Please output the listing that follows exactly, but keep all images out.

● ● ●

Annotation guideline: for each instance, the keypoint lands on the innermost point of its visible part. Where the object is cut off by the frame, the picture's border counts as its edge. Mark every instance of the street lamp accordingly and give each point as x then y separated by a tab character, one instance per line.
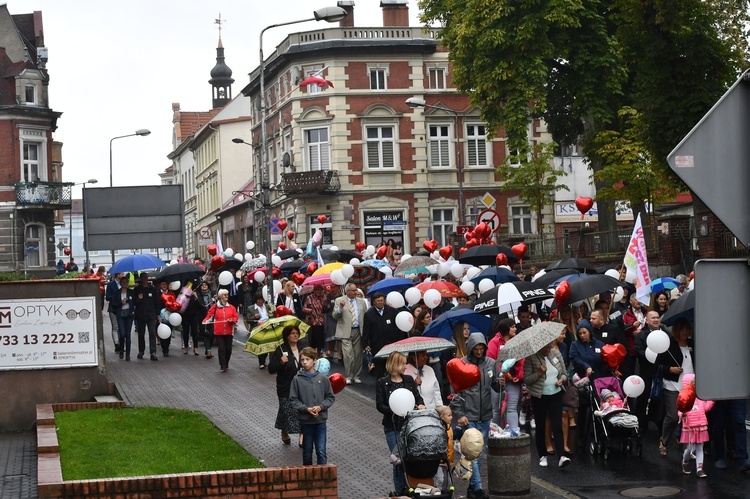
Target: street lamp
328	14
415	102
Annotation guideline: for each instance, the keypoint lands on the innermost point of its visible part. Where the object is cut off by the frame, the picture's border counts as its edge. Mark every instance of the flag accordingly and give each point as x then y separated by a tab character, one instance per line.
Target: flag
636	261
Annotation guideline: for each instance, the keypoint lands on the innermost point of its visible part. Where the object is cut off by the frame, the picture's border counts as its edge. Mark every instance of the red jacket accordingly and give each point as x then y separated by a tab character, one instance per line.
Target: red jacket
224	318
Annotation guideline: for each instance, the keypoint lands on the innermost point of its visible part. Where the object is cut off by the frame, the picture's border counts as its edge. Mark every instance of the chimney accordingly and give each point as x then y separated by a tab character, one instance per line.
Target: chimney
395	13
348	6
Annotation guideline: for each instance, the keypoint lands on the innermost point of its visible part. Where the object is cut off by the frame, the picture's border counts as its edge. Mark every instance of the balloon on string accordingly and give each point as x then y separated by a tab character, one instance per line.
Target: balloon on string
405	321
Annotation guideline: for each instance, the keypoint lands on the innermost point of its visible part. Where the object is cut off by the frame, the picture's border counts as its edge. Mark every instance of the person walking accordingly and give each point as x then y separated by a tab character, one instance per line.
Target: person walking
311	396
224	316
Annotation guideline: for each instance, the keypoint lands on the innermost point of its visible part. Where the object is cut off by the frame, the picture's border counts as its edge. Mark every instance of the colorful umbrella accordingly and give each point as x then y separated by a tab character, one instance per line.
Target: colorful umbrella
267	337
447	289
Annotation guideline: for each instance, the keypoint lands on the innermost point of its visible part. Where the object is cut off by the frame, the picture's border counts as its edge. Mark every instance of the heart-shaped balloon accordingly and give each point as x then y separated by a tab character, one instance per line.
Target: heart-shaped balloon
613	355
338	382
298	278
562	294
584	204
217	262
430	245
462	375
446	252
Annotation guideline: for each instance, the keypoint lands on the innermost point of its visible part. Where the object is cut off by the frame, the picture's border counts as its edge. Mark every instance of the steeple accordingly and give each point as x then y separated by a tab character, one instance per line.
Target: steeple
221	76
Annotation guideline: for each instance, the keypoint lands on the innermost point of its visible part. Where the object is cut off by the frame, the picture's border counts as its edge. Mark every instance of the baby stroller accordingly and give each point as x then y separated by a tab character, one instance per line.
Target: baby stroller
612	424
422	448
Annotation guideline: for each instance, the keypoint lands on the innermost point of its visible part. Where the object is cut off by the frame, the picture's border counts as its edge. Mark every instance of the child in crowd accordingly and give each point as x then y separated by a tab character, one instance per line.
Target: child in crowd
694	430
311	395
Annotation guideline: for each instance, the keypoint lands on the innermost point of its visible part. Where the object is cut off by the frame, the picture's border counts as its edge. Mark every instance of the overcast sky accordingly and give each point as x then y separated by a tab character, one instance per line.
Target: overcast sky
116	67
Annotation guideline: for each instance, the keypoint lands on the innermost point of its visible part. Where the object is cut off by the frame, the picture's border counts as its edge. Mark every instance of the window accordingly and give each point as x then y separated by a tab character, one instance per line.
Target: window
380	147
30	162
436	78
439	146
443	225
476	141
521	219
317	149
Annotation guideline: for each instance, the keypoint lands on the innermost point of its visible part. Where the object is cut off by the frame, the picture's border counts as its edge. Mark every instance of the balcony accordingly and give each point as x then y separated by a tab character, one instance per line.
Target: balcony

● ● ●

• Answer space:
Annotation guideline: for each instance, the keypoint lands on the innermost point of its visible part. Where the object is cut off by the frame, the picture's border counts as its edge. Mark every instance of the street lamp accordingly and give each point as x then y separated by a tab character, one instance per line.
Target: street lamp
328	14
415	102
Annotation guideline: for each instance, the keypoint lands on the innermost point of its visible part. Where the object is cut off by the frame, the picture's border counts as its edge. Mark every instance of the flag accordingly and give each point as x then y separated by a tab character, one instance per line.
Target: flag
636	261
Annotation guideline: for each instance, the keypoint lands on the innermost point of its visible part. Where the object is cut off by the frame, the picture's border counts as its edge. Mark every instance of the red jacket accordingly and give each point as x then y separated by a tab character, one instance per line.
Target: red jacket
224	318
Annotation guideline: for each instance, the keypoint lands on the innermost point of its visible part. Where the object is cut off by the frame, the picture's border counts as its edge. Mark every instance of the chimney accordingly and give each point as x then y separated by a tab character, one instance per line.
Target: chimney
395	13
348	6
Annotation guideline: for each instance, the keypoint lands on the innermost point of its visible part. Where the object is cut off by the frame, the picture's border counts as its edge. Mark every instance of the balloon on string accordingly and give each point as x then y separated by a tab character, one instance per line.
Target: balloon on string
405	321
Annotation guideline: for each instance, the keypoint lands on the innermost point of its visible part. Where the object is cut off by the frame, the picture's border counts as its edge. Mark every instance of the person walking accordingly and give each point as x then y separated by a tab character, one instance per line.
Target: person walking
311	396
224	316
Annotation guideline: for each instance, the keypoint lands on the innermost point of its visible part. Where the object is cut off by the frame, the picture's border counts as its edge. Mark every instance of the colorful umbrella accordingly and give each point as x then y separated by a tab character, one instance per line.
Target: colorful umbrella
267	337
447	289
Annotation guideline: for each instance, the keypoint lands on the innermost point of its visible part. Where the object is cut off by the frame, the picture's border counts as its edge. Mark every instance of the heart-shaped balloon accordingly and give each point as x then y separated by a tab character, one instance per line.
Target: heart-shaped balloon
613	355
338	382
298	278
562	294
584	204
217	262
430	245
462	375
446	252
Annotation guideline: for each instance, the keypoint lands on the innermost point of its visible part. Where the object is cut off by the frame, the picture's border counts as its edge. Mark every instance of the steeple accordingly and give each point as x then y separated by a tab character, one instance per line.
Target: steeple
221	76
Annotation guideline: for each instance, the keypoint lands on the innermost point of its visible part. Where the object is cut off by the frame, the picture's border counts as its edge. Mark every instance of the baby stroller accordingly and give each point as x then y separated by a tab character, one instance per line.
Target: baby stroller
612	424
422	448
Annotation guideline: for each instance, the keypoint lands on the innermost point of its visible part. Where the object is cut off by the frame, the picture's border counts as its edge. Mark every instance of the child in crowd accordingly and give each point as x then y separated by a tab character, one instance per line.
Target: child in crowd
694	430
311	395
Annotation guideline: for each instance, the keypoint lands on the innermost point of its visible part. Where the object is cut off by the frame, the picture's border counts as its edge. Mark every instance of the overcast sky accordingly and give each point as x then y separated by a tab character, one instance per line.
Target: overcast sky
116	67
Annotation guideline: for each instance, the keypoint lands on the innermost point of its visible part. Where the object is cut off by the frame, the picture's border counts as its edge. Mark every instance of the window accordingly and give each point as x then y separated by a tab character, one instance per line.
Target: window
380	147
30	162
436	78
439	146
443	225
476	141
521	219
317	149
Annotation guideline: for each instance, the keypoint lands on the innermost point of its visible part. Where the object is cut off by the frame, the picture's border counts as its edge. Mark every instance of the balcony accordingly and give each point as x then y separated by a tab character, one instance per line.
Target: balcony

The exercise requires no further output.